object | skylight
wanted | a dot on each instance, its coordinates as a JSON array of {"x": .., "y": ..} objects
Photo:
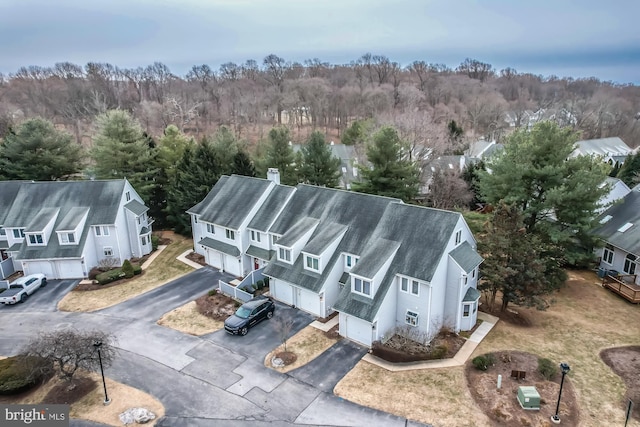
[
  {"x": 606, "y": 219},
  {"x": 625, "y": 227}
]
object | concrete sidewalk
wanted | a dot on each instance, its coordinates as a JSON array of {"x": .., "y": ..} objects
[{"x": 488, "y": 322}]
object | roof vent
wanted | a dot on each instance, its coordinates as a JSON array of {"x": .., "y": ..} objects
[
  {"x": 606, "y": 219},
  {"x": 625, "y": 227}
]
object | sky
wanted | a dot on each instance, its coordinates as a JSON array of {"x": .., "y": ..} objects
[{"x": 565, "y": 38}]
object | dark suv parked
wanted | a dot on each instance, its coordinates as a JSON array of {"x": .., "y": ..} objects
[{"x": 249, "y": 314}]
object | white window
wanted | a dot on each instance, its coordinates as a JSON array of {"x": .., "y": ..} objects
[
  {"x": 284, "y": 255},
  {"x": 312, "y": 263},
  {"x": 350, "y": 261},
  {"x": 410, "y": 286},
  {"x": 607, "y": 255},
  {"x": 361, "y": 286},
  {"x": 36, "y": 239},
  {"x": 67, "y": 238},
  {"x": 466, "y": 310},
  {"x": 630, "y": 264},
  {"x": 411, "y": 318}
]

———

▸ Aim of the task
Every line of the data above is to be repeated exactly; the images are to be left out.

▸ The completed task
object | skylight
wanted | a dot on each instance, its coordinates as a JSON array of {"x": .., "y": ..} objects
Photo:
[
  {"x": 606, "y": 219},
  {"x": 625, "y": 227}
]
object | concrete sidewalk
wanted | a dot on each instance, its coordinates as a JSON array of {"x": .., "y": ..} objects
[{"x": 488, "y": 322}]
object | roof vent
wanted | a dot on each instance, its coordinates as a JSON array of {"x": .., "y": ..} objects
[
  {"x": 606, "y": 219},
  {"x": 625, "y": 227}
]
object | sky
wanted | a dot on each instance, its coordinates as a JSON array of {"x": .., "y": ..} objects
[{"x": 565, "y": 38}]
object | dark suv parked
wanted | a dot on each instance, its coordinates as a JSON array of {"x": .., "y": ..} objects
[{"x": 249, "y": 314}]
object | white window
wanted | a dot on each instance, its coordinates as a JSON array of {"x": .., "y": ..} objects
[
  {"x": 284, "y": 255},
  {"x": 312, "y": 263},
  {"x": 350, "y": 261},
  {"x": 410, "y": 286},
  {"x": 607, "y": 255},
  {"x": 361, "y": 286},
  {"x": 36, "y": 239},
  {"x": 67, "y": 238},
  {"x": 466, "y": 310},
  {"x": 630, "y": 264},
  {"x": 411, "y": 318}
]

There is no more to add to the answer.